* START *

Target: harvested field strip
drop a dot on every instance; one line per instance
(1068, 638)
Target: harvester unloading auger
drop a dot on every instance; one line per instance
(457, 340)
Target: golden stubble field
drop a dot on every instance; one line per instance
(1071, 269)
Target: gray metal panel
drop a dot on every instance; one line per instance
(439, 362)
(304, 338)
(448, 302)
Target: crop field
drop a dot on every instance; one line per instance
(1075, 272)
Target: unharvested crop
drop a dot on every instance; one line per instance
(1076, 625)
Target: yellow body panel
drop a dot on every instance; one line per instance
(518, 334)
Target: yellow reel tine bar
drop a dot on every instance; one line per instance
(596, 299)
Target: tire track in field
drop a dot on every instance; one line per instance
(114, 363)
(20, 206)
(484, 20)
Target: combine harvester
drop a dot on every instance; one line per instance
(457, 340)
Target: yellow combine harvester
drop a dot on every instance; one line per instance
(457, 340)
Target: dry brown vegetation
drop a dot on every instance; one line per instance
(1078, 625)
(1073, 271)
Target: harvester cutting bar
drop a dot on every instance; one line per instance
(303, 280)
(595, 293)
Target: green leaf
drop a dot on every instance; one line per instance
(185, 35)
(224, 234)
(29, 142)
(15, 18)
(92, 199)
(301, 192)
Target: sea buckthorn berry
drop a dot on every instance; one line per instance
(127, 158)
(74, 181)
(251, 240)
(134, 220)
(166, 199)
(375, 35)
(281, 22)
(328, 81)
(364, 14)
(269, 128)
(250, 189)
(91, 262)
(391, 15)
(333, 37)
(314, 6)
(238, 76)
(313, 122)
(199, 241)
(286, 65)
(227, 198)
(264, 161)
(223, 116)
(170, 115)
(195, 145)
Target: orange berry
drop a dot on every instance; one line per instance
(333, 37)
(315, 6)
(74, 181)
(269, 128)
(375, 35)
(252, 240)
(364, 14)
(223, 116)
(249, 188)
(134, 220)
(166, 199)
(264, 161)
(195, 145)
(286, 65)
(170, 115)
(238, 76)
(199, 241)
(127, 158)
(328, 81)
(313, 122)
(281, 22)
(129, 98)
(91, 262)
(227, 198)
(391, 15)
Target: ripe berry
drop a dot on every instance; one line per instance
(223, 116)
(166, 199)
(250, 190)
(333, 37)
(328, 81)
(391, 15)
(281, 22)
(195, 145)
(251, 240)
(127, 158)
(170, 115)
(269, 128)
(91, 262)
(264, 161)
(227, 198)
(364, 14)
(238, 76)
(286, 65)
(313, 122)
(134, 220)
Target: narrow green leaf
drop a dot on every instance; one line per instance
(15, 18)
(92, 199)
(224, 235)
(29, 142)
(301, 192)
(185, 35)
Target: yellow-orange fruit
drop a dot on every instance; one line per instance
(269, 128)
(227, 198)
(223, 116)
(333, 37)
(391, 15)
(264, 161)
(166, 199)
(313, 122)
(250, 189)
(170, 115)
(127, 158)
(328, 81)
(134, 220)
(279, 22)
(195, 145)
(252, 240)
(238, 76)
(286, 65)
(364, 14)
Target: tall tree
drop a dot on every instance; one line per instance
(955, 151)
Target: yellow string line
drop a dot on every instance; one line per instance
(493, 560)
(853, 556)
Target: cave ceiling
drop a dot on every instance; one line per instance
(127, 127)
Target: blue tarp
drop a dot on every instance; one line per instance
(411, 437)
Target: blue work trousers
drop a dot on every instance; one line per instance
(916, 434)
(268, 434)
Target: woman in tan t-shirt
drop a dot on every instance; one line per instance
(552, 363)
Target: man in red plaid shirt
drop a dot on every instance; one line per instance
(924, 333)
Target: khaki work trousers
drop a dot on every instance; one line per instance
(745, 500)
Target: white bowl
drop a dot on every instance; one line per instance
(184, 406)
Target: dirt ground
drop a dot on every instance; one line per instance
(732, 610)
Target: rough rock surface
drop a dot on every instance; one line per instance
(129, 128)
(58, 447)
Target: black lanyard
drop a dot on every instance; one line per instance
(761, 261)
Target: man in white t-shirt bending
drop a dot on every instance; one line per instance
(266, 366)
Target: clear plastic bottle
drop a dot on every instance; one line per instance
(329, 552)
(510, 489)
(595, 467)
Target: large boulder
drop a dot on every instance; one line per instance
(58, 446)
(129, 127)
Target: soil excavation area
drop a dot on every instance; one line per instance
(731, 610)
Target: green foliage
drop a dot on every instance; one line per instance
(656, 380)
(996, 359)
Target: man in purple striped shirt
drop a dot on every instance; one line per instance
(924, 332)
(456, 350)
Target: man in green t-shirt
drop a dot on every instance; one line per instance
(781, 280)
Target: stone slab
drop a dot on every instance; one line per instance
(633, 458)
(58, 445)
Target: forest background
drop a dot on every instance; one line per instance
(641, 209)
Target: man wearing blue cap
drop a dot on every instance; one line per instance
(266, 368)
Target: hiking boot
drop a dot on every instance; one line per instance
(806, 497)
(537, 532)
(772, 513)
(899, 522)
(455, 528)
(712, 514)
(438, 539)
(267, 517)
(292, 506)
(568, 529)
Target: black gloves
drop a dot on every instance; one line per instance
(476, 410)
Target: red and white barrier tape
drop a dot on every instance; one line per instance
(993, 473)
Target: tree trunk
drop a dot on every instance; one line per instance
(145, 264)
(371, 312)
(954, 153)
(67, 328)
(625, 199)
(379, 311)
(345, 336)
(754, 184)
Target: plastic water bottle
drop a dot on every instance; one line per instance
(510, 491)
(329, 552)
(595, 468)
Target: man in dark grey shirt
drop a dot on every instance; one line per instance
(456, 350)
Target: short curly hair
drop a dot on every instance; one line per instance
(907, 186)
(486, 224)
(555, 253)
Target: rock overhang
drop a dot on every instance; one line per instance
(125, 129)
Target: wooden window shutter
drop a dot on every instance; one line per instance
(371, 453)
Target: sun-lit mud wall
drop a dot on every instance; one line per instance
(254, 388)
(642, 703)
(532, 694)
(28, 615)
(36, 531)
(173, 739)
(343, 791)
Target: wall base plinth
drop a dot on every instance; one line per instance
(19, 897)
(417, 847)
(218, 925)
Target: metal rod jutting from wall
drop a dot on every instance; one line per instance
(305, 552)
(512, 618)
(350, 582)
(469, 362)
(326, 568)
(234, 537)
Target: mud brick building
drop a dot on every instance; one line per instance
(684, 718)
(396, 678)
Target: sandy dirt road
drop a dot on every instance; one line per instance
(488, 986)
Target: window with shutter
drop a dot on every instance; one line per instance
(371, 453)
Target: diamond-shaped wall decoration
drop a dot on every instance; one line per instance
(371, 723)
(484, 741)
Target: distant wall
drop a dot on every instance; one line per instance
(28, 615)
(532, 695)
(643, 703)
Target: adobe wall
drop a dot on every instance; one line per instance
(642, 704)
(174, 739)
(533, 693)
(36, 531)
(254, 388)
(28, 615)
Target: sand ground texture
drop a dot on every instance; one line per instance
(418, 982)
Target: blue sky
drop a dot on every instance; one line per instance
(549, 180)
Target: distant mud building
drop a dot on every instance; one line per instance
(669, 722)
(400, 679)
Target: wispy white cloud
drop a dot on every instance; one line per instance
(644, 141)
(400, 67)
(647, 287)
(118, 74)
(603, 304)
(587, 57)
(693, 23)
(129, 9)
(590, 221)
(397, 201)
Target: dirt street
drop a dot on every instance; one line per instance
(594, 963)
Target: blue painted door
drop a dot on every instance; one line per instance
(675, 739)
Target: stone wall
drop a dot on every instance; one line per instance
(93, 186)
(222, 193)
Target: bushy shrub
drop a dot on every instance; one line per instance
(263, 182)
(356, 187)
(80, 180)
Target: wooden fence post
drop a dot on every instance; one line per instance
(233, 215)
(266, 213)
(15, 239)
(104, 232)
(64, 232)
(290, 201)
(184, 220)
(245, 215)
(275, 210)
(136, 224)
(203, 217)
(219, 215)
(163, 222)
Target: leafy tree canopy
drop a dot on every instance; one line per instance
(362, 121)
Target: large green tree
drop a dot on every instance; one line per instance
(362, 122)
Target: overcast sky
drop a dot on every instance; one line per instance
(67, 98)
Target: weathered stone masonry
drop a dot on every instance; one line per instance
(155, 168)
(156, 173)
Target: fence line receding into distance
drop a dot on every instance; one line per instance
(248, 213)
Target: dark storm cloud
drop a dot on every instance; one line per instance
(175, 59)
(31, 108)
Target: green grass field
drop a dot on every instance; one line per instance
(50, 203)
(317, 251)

* END *

Stated problem
Rewrite the records from the line with "Target: weathered stone masonry" through the end of the records, replacing "storm" with "rain" and leaving everything else unchanged.

Solution to the problem
Target: weathered stone masonry
drop a dot on every instance; one line per instance
(155, 168)
(156, 173)
Target: fence line receding into distance
drop a dot on every instance; one line per instance
(248, 213)
Target: dark rain cloud
drop a dot on every instance; one line per instance
(175, 59)
(31, 108)
Target: green grass field
drop a dot on every instance; one line per instance
(50, 203)
(317, 251)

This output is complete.